▶ DIRECTIONS:
a. In the promise-ordering thread, rewrite the part that opens with the words containing "let promiseVar = promise1(0)" and closes with "I overlooked something.", substituting "currentPromise" for "promiseVar".
b. Pick up the promise-ordering thread at the point where it stops and carry it on.

0
function promise1 (num) {
  return new Promise(resolve1 => {
    let timeout = Math.random() * 5000
    setTimeout(() => {
      console.log(num)
      resolve1()
    }, timeout)
  })
}

let promiseVar = promise1(0)
for (let i = 1; i < 5; i++) {
  promiseVar.then(() => {
    promiseVar = promise1(i)
  })
}

I've got a function that creates a promise that might take an arbitrary amount of time to complete but I want the promises executed in a specific order. Inside the for loop I expect it to only begin the next promise after the previous one has resolved but the console logs the numbers in a random order as if it starts each promise before the last one has resolved. Is there a better way to execute a series of promises like this or have I overlooked something.

Auh
  • 145
  • 11
  • I suspect the second one always starts after the first one, but that each subsequent one doesn't wait. Is that right @Auh? – TKoL Feb 11 '19 at 17:49
  • Seems like Ivar posted a link to a good solution. Actuall TKoL it seems that 4 is the number that gets printed second quite consistently. Thanks to Ivar this is no longer an issue for me but I'm still curious about why it behaves this way – Auh Feb 11 '19 at 17:51
  • 1
    You can just make the interior of the loop: `promiseVar = promiseVar.then(() => promise1(i))` which will effectively chain them. – Mark Feb 11 '19 at 17:53
  • @Auh, maybe you did something slightly different. I'll add an answer so you can see the full snippet. – Mark Feb 11 '19 at 17:58

3 Answers3

2

Try something like this:

function promise1 (num) {
  return new Promise(resolve1 => {
    let timeout = Math.random() * 5000
    setTimeout(() => {
      console.log(num)

▶ STORED DATA:
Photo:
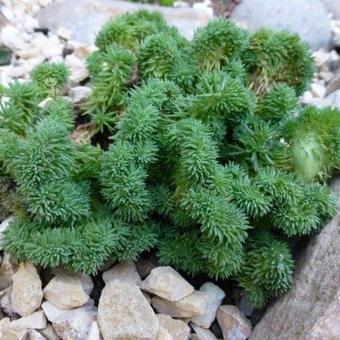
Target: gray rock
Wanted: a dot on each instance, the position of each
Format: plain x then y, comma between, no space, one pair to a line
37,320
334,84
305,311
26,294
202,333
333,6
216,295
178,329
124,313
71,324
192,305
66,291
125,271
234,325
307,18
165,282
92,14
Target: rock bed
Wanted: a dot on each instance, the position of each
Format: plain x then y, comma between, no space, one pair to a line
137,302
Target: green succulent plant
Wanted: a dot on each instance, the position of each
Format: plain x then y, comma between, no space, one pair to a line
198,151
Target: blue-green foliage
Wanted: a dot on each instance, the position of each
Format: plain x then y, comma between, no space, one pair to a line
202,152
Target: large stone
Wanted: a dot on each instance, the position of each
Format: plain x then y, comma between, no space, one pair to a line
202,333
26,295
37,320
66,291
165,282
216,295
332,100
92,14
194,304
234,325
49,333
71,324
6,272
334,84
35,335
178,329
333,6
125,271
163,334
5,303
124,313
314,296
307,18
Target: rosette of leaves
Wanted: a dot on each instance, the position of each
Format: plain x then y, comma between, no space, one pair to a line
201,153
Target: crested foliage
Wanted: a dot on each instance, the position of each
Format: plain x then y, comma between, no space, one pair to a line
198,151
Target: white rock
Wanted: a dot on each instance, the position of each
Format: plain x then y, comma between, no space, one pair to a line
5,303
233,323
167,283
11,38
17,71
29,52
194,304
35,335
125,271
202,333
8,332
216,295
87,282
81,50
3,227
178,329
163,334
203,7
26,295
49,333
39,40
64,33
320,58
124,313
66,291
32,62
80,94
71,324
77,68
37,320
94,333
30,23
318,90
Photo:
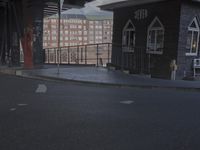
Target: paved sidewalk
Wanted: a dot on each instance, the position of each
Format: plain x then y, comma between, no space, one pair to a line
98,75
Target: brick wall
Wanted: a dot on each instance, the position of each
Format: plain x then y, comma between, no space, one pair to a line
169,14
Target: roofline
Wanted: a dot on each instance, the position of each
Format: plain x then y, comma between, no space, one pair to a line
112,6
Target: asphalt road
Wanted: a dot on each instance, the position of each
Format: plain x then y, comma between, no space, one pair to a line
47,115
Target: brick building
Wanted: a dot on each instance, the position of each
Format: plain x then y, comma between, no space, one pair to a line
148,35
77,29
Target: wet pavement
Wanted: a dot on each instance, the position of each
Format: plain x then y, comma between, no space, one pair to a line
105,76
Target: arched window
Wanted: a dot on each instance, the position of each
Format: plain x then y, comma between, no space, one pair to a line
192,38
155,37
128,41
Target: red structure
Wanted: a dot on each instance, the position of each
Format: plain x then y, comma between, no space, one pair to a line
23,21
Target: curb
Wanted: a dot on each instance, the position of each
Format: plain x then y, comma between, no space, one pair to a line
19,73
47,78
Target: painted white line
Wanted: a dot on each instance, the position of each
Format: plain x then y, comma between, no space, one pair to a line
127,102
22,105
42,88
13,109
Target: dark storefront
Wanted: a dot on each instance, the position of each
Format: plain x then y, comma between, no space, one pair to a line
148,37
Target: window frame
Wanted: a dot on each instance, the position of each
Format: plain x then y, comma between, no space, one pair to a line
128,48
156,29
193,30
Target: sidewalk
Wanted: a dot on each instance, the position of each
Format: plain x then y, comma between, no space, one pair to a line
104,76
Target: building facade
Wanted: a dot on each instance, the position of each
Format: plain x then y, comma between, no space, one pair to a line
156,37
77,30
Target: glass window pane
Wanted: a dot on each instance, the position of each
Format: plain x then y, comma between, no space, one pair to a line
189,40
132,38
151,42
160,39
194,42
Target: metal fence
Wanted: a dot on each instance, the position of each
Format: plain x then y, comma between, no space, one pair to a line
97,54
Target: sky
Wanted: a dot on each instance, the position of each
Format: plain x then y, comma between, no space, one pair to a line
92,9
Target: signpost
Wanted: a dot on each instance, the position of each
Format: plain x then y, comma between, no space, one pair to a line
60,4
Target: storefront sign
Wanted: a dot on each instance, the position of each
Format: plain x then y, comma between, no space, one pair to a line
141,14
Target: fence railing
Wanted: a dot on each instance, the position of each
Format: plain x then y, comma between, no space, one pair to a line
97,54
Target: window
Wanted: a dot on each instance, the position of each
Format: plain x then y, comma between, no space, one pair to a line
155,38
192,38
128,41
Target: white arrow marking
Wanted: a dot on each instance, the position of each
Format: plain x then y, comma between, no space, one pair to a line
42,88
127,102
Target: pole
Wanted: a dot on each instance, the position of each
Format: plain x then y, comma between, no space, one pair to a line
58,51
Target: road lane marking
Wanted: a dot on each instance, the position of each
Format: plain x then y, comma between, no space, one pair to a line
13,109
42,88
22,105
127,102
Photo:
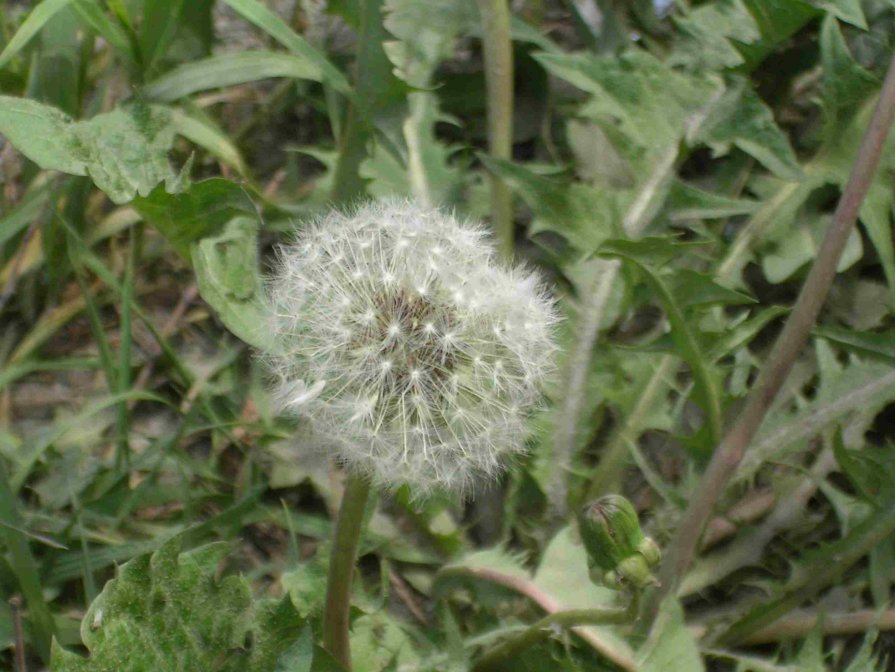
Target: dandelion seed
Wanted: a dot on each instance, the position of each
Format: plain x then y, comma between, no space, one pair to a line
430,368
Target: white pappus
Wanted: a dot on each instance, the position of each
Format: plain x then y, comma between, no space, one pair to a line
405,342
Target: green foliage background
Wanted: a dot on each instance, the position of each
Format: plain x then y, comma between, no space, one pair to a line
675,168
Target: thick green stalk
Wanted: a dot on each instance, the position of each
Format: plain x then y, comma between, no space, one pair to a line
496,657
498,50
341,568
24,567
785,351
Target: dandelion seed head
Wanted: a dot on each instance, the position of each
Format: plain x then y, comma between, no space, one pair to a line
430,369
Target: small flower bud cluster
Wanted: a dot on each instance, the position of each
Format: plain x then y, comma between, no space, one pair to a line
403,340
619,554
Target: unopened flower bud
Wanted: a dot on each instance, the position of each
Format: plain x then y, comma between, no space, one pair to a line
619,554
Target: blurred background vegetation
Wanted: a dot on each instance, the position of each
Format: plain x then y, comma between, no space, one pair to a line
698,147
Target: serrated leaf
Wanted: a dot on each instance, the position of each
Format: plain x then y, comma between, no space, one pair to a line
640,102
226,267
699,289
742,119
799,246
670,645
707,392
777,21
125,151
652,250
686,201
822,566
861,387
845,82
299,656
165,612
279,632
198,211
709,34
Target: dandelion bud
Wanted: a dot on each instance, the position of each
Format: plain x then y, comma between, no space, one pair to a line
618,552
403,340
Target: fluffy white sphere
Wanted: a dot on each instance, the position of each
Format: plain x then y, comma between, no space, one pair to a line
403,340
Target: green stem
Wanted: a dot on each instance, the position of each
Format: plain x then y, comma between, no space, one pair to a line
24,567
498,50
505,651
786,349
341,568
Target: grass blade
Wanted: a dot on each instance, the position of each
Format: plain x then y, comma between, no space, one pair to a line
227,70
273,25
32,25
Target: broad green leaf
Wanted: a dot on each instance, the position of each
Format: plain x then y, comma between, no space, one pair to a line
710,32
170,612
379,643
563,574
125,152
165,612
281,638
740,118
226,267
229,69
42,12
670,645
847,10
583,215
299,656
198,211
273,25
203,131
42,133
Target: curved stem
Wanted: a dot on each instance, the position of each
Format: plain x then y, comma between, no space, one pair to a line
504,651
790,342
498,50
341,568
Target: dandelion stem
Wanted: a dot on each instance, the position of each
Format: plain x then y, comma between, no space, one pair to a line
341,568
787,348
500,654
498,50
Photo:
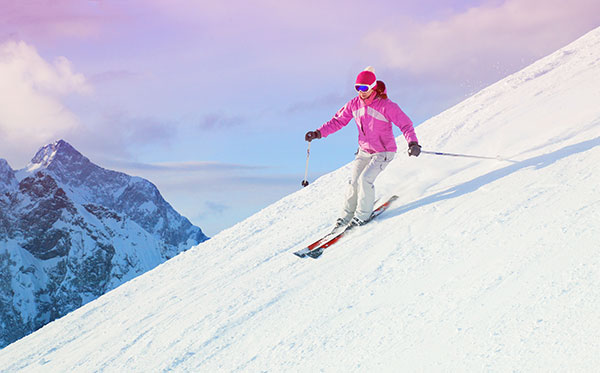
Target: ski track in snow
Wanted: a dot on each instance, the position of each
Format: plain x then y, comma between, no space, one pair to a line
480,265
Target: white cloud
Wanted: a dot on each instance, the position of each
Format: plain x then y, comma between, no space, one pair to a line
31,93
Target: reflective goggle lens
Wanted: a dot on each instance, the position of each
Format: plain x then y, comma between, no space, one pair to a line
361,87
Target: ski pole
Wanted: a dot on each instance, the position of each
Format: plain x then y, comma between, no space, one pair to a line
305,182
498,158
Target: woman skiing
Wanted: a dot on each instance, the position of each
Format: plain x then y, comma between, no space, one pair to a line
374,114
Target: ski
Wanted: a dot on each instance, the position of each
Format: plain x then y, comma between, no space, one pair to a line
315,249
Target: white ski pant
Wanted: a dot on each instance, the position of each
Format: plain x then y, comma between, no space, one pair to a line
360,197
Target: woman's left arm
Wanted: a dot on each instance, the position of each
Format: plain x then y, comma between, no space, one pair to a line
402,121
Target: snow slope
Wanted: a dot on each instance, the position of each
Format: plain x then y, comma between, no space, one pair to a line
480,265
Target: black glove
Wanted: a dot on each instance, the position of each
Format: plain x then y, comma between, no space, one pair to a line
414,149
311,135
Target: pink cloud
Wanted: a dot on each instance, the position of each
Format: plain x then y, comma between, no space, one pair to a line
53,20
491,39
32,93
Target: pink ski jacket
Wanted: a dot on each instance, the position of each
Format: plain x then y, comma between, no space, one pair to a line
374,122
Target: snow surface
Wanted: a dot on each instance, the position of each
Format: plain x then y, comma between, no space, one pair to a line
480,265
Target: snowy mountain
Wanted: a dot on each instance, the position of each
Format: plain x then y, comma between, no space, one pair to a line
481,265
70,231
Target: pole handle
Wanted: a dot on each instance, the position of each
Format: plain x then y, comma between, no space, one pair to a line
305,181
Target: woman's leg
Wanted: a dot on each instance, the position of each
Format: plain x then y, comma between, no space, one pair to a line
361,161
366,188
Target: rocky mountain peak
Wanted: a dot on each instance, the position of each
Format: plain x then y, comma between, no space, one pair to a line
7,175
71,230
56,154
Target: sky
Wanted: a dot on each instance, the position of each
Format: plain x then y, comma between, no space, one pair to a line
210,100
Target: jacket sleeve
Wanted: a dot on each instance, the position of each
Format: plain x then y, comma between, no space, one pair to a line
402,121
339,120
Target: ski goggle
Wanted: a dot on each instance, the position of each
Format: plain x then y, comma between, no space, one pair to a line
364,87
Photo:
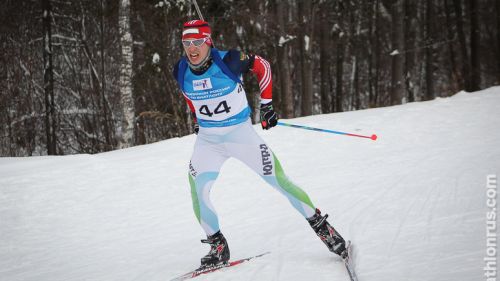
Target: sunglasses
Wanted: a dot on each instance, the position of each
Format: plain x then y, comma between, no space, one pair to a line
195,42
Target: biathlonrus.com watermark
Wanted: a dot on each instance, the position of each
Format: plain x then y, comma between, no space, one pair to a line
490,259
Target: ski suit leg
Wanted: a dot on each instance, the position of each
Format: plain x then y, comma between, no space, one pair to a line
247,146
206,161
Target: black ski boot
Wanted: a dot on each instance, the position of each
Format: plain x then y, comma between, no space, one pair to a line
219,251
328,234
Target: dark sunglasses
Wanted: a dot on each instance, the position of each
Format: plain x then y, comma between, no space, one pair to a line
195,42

▶ RESPONSES BY TASK:
a.
let currentPromise = promise1(0)
for (let i = 1; i < 5; i++) {
  currentPromise.then(() => {
    currentPromise = promise1(i)
  })
}

I've got a function that creates a promise that might take an arbitrary amount of time to complete but I want the promises executed in a specific order. Inside the for loop I expect it to only begin the next promise after the previous one has resolved but the console logs the numbers in a random order as if it starts each promise before the last one has resolved. Is there a better way to execute a series of promises like this or have I overlooked something.

b.
      resolve1()
    }, timeout)
  })
}

function runNext(i, max) {
  if (i > max) return Promise.resolve(true);
  return promise1(i).then(() => runNext(i+1));
}

runNext(0,4);

Or make it really easy on yourself and use async/await

(async () => {
  for (let i = 0; i < 5; i++) {
    await promise1(i);
  }
})();
TKoL
  • 13,158
  • 3
  • 39
  • 73
1

You can run all promises at the same time (if the order of rejecting/resolving promise doesn't matter) with promise.all. Also there is promise chaining when there is need to be sure that first in order must be resolved.

Konrad
  • 952
  • 10
  • 25
0

You can set promiseVar to the promise that results from then() in the loop. This will have the effect of changing the promises:

function promise1(num) {
  return new Promise(resolve1 => {
    let timeout = Math.random() * 1000
    setTimeout(() => {
      console.log(num)
      resolve1()
    }, timeout)
  })
}

let promiseVar = promise1(0)
for (let i = 1; i < 5; i++) {
  promiseVar = promiseVar.then(() => promise1(i))
}

This will create all the promises, but it will leave the last one without a then. You can use promiseVar.then() outside the loop to know when the last promise has resolved.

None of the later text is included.